══ TEXT EXTRACT

As shown in FIG. 15 , the image display device 1500 includes an electronic device 1501 and a display apparatus 1502. The display apparatus 1502 is used to acquire a target image from the electronic device 1501 and display the target image.
In FIG. 15 , the electronic device 1501 communicates with the display apparatus 1502 through a network 1503. The network 1503 is a medium for providing a communication link between the electronic device 1501 and the display apparatus 1502. The network 1503 may include various connection types, such as wired and/or wireless communication links, or fiber optic cable, etc.
According to embodiments of the present disclosure, the electronic device 1501 may be the electronic device 1400 in FIG. 14 . The display apparatus 1502 may include at least one display screen. For example, the display apparatus 1502 may be a single display screen, or may be a display screen spliced by four single display screens having the same resolution
It should be noted that the original images involved in FIG. 1 to FIG. 15 are all from a public library, which is a free public resource.
The flowcharts and block diagrams in the accompanying drawings illustrate the possible architecture, functions, and operations of the system, method, and computer program product according to various embodiments of the present disclosure. In this regard, each block in the flowcharts or block diagrams may represent a part of a module, a program segment, or a code, which part includes one or more executable instructions for implementing the specified logical function. It should be further noted that, in some alternative implementations, the functions noted in the blocks may also occur in a different order from that noted in the accompanying drawings. For example, two blocks shown in succession may actually be executed substantially in parallel, or they may sometimes be executed in a reverse order, depending on the functions involved. It should be further noted that each block in the block diagrams or flowcharts, and the combination of blocks in the block diagrams or flowcharts, may be implemented by a dedicated hardware-based system that performs the specified functions or operations, or may be implemented by a combination of dedicated hardware and computer instructions.

════
══ DATA LINES

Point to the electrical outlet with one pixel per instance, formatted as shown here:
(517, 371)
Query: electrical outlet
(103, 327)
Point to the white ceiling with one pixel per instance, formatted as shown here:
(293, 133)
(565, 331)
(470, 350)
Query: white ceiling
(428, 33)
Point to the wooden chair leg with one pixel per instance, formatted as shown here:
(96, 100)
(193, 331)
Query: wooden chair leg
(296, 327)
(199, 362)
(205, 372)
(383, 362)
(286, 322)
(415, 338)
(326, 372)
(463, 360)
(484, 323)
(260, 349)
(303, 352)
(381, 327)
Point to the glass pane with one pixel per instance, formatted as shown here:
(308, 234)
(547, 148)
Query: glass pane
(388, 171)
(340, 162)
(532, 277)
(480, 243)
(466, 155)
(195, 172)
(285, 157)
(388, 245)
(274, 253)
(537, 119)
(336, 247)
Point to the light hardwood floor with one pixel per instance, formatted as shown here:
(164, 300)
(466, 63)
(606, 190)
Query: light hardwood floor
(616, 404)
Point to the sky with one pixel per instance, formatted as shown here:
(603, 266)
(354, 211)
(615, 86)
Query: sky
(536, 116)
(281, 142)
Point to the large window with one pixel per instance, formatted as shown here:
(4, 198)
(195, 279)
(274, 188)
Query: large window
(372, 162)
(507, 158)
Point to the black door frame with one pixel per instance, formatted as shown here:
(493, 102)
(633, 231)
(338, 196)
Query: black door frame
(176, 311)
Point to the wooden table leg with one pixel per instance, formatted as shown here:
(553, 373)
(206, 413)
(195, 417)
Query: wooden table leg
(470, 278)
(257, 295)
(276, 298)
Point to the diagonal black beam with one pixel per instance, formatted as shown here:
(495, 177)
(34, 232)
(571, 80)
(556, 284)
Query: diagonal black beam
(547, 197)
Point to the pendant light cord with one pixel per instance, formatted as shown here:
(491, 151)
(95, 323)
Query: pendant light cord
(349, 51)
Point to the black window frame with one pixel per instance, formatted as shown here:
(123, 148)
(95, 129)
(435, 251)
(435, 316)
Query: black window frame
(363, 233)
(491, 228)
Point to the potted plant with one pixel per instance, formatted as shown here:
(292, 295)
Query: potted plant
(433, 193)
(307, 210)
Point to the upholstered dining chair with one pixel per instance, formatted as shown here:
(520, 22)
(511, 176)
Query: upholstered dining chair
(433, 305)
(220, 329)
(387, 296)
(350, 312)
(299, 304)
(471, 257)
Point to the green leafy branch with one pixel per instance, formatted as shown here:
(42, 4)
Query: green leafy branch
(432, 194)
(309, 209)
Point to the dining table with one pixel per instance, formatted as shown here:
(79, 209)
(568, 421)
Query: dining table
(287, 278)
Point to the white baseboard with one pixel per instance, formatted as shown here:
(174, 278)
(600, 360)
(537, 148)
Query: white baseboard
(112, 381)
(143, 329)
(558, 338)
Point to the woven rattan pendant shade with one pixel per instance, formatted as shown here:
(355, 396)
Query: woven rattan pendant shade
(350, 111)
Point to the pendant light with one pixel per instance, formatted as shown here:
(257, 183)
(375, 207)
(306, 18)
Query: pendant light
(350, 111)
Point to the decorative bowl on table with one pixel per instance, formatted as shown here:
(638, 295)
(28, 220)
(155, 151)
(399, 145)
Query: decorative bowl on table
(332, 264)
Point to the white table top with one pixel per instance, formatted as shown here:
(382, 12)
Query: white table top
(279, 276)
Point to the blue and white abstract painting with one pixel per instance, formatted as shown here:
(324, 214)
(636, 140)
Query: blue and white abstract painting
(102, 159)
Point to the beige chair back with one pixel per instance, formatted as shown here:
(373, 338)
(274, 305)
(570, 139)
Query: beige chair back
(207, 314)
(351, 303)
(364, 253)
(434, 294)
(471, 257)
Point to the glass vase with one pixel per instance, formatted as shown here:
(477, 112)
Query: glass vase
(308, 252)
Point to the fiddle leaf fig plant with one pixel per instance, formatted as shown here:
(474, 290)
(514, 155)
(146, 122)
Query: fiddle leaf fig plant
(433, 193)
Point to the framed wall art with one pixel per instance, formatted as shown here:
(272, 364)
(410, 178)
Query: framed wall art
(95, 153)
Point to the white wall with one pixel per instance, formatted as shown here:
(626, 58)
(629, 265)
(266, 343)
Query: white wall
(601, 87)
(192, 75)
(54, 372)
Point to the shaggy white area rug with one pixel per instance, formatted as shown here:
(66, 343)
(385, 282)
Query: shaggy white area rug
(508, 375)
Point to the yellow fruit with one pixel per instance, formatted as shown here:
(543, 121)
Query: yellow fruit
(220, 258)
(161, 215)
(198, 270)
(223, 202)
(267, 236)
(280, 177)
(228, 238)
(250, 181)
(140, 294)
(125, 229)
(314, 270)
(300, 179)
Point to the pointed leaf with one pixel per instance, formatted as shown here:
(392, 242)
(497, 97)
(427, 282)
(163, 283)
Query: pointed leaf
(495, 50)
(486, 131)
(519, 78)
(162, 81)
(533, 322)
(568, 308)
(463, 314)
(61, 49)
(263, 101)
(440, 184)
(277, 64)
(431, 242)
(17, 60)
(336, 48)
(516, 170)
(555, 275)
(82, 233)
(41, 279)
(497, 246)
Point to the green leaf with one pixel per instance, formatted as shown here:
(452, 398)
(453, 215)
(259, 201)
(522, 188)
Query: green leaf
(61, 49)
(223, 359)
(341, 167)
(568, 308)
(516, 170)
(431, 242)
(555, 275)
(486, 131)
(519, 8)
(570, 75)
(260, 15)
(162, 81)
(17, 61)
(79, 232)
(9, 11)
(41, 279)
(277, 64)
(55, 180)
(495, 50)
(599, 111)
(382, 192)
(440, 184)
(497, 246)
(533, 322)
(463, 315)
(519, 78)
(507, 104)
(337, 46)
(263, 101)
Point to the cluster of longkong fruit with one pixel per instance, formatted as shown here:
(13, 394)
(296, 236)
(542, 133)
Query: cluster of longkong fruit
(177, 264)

════

TO BE DONE: Continue the patent passage on the image display device, starting right after its final sentence and keeping its style.

OUTPUT FOR THIS EXERCISE:
Those skilled in the art may understand that various embodiments of the present disclosure and/or the features described in claims may be combined in various ways, even if such combinations are not explicitly described in the present disclosure. In particular, without departing from the spirit and teachings of the present disclosure, the various embodiments of the present disclosure and/or the features described in the claims may be combined in various ways. All these combinations fall within the scope of the present disclosure.
Embodiments of the present disclosure have been described above. However, these embodiments are for illustrative purposes only, and are not intended to limit the scope of the present disclosure. Although the various embodiments have been described separately above, this does not mean that measures in the respective embodiments may not be used in combination advantageously. The scope of the present disclosure is defined by the appended claims and their equivalents. Those skilled in the art may make various substitutions and modifications without departing from the scope of the present disclosure, and these substitutions and modifications should all fall within the scope of the present disclosure.

Claims

1. An image display method, comprising:

acquiring an original resolution of an original image and a target resolution of a display apparatus;

generating a target image according to the original image, the original resolution and the target resolution; and

sending the target image to the display apparatus, so that the display apparatus displays the target image.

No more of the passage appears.